## Extrait fourni
Andolfatto et Labbé concluent que le déclin du syndicalisme en France est davantage la résultante de facteurs endogènes que de facteurs exogènes, tels les changements dans l’économie, le marché du travail ou la gestion des entreprises. La principale cause de ce déclin serait la quasi-disparition dans les milieux de travail des militants syndicaux de base qui ont constitué l’armature du syndicalisme français jusqu’aux années 1970. Cette évolution résulte pour une large part de l’adoption par les confédérations syndicales d’un modèle de syndicalisme qui a dilué les identités professionnelles dans la culture d’entreprise. Les confédérations syndicales ont également mis en place au cours des trois dernières décennies des structures de décisions internes plus centralisées et se sont bureaucratisées, éloignant ainsi les représentants syndicaux de leur base. Cette professionnalisation de l’action syndicale a été favorisée par la législation du travail qui incite les militants syndicaux à s’investir dans des activités de représentation du personnel pour lesquelles ils bénéficient de crédits d’heures pour assumer leurs fonctions. Selon les auteurs, en l’absence d’une volonté réelle des dirigeants des confédérations syndicales de remettre en cause leurs structures et leurs priorités d’action, la poursuite de la désyndicalisation en France est inéluctable.

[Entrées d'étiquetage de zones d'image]
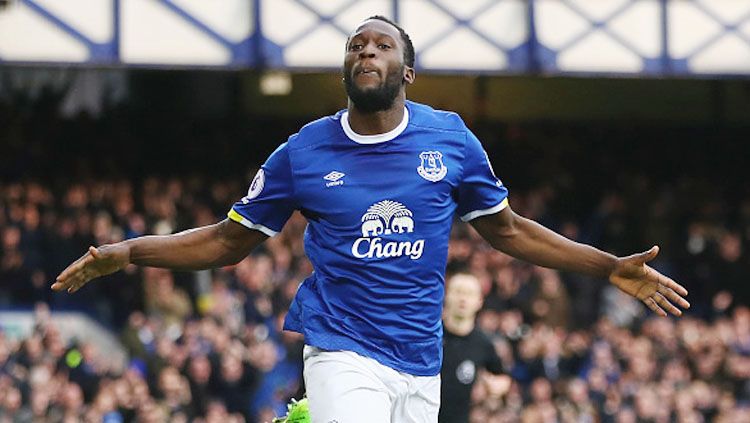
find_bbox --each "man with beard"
[52,16,688,423]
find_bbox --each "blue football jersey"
[229,102,508,376]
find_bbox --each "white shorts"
[304,345,440,423]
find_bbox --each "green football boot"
[272,398,311,423]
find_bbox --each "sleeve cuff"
[227,209,278,236]
[461,197,508,222]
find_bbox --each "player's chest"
[294,145,462,214]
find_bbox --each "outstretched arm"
[52,219,267,293]
[471,207,690,316]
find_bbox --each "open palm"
[609,247,690,316]
[52,244,130,293]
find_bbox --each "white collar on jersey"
[341,106,409,144]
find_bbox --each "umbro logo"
[323,170,346,188]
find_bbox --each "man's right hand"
[52,242,130,293]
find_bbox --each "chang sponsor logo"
[352,200,424,260]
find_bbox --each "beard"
[344,66,404,113]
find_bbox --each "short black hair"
[365,15,416,68]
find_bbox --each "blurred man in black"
[438,273,509,423]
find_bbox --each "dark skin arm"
[471,207,690,316]
[52,219,267,293]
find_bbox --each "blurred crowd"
[0,171,750,422]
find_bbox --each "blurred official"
[438,273,510,423]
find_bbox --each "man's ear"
[404,66,417,84]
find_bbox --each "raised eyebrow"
[346,32,396,46]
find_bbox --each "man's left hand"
[609,246,690,316]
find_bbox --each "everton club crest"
[417,151,448,182]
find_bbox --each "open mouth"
[354,68,380,76]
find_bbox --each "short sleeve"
[228,143,296,236]
[458,129,508,222]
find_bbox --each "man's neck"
[443,315,474,336]
[347,96,405,135]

## Actions demandées
1: Répondez à ces questions sur le texte consacré au déclin du syndicalisme :
(a) Jusqu'à quelle décennie les militants syndicaux de base ont-ils constitué l'armature du syndicalisme français ?
(b) Qu'est-ce qui a favorisé la professionnalisation de l'action syndicale ?
(c) Selon les auteurs, qu'est-ce qui est inéluctable en l'absence d'une volonté réelle des dirigeants des confédérations de remettre en cause leurs structures et leurs priorités d'action ?
2: Dressez la liste de tous les domaines dont les changements sont cités comme facteurs exogènes dans le texte sur le déclin du syndicalisme.
3: Poursuivez le texte sur le déclin du syndicalisme en France au-delà de sa dernière phrase.

## Réponses aux exercices
1:
(a) Jusqu'aux années 1970.
(b) La législation du travail, qui incite les militants syndicaux à s'investir dans des activités de représentation du personnel.
(c) La poursuite de la désyndicalisation en France.

2: l'économie ; le marché du travail ; la gestion des entreprises

3:
L’ouvrage de Jean-François Amadieu propose une analyse critique des institutions existantes et des acteurs du système de relations industrielles qui contribueraient à l’affaiblissement du syndicalisme en France de différentes manières. Certains facteurs historiques et politiques ont favorisé un pluralisme syndical exacerbé qui explique pour une large part, selon l’auteur, la faiblesse des taux de syndicalisation en France en comparaison avec les pays nord-américains (États-Unis et Canada) et nord-européens (pays scandinaves, Belgique, Hollande, Grande-Bretagne et Irlande). Les principaux facteurs historiques relevés par l’auteur sont la division originelle entre les syndicalismes socialiste et catholique, la politisation des syndicats, l’influence déterminante du Parti communiste (PCF) sur le mouvement ouvrier français et ses liens privilégiés avec la CGT, ainsi que les multiples scissions au sein des confédérations syndicales d’orientation socialiste (entre la CGT et FO) et catholique (entre la CFTC et la CFDT), alimentées par des divergences idéologiques et politiques.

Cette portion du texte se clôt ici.